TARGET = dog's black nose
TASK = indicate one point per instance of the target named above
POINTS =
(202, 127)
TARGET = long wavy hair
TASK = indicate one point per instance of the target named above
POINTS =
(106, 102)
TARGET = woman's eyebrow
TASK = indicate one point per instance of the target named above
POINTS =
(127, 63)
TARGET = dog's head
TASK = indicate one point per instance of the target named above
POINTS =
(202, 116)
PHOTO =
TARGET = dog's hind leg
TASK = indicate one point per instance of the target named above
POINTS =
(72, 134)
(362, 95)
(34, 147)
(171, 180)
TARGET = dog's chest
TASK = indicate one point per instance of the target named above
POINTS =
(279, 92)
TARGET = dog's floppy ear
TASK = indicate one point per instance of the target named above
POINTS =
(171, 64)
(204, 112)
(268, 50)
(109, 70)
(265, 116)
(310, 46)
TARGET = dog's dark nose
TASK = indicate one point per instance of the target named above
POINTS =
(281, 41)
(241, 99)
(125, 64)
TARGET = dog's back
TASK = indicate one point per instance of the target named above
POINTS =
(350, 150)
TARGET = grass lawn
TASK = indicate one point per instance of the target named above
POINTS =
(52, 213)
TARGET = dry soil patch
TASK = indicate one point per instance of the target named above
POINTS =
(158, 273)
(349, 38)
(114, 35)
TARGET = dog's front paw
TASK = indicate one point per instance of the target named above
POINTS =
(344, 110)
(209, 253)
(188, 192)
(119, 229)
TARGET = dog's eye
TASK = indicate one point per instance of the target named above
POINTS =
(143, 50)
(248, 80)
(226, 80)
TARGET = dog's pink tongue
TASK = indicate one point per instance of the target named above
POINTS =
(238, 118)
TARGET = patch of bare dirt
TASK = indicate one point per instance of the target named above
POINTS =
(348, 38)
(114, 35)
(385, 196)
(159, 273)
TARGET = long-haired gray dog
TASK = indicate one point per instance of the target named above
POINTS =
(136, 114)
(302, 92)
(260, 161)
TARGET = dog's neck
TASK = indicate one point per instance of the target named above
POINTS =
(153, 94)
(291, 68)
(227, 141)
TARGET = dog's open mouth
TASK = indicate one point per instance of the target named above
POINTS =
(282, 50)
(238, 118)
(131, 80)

···

• Problem details: Rewrite all of the data above as a numbered list, one line per item, and omit any blank lines.

• The solution:
1. TARGET = dog's black nose
2. TASK = indicate one point per instance of the target named above
3. POINTS =
4. (202, 127)
5. TARGET = long wavy hair
6. TASK = indicate one point per instance of the target named above
7. POINTS =
8. (106, 102)
9. TARGET = woman's eyebrow
10. TASK = indicate one point per instance of the target named above
11. POINTS =
12. (127, 63)
13. TARGET = dog's head
14. TASK = indicate one point per instance of the target named above
15. POINTS =
16. (202, 116)
17. PHOTO =
18. TARGET = dog's hind leg
19. TASK = indicate one point per instance of the target named above
20. POINTS =
21. (72, 134)
22. (362, 95)
23. (34, 147)
24. (171, 180)
25. TARGET = dog's chest
26. TASK = indicate one point per instance of the target named above
27. POINTS =
28. (279, 92)
29. TARGET = dog's floppy ear
30. TASK = indicate one point per instance of the target named above
31. POINTS =
32. (171, 64)
33. (204, 112)
34. (268, 50)
35. (109, 70)
36. (265, 116)
37. (310, 46)
38. TARGET = dog's dark nose
39. TASK = indicate one point per instance of the target named above
40. POINTS =
41. (281, 41)
42. (241, 99)
43. (125, 64)
44. TARGET = dog's back
45. TASK = indicate one point per instance of the target named above
46. POINTS =
47. (350, 150)
48. TARGET = grass lawn
49. TASK = indicate one point per instance of the target named above
50. POINTS =
51. (52, 213)
52. TARGET = dry soil patch
53. TASK = indicate one point per instance of the target named above
54. POINTS =
55. (158, 273)
56. (349, 38)
57. (114, 35)
58. TARGET = dog's front paw
59. TASK = indicate one point per instance of the target named above
60. POINTS =
61. (344, 110)
62. (209, 253)
63. (188, 192)
64. (119, 229)
65. TARGET = dog's eye
66. TASK = indicate one point per instance of the target named above
67. POINTS =
68. (143, 50)
69. (248, 80)
70. (226, 80)
71. TARGET = dog's pink tongue
72. TASK = indicate one point per instance of the target named above
73. POINTS =
74. (238, 118)
75. TARGET = patch of bare dirt
76. TASK = indicate one point per instance of the target named above
77. POINTS =
78. (348, 38)
79. (114, 35)
80. (385, 196)
81. (159, 273)
82. TARGET = long-haired gray dog
83. TASK = indicate one point per instance of the target named above
84. POINTS =
85. (136, 114)
86. (302, 92)
87. (260, 161)
88. TARGET = dog's neck
89. TASK = indicate one point per instance of the target named above
90. POINTS =
91. (153, 94)
92. (291, 68)
93. (227, 141)
94. TARGET = dog's open mouth
95. TASK = indicate one point per instance of the target named above
96. POINTS =
97. (282, 50)
98. (238, 118)
99. (131, 80)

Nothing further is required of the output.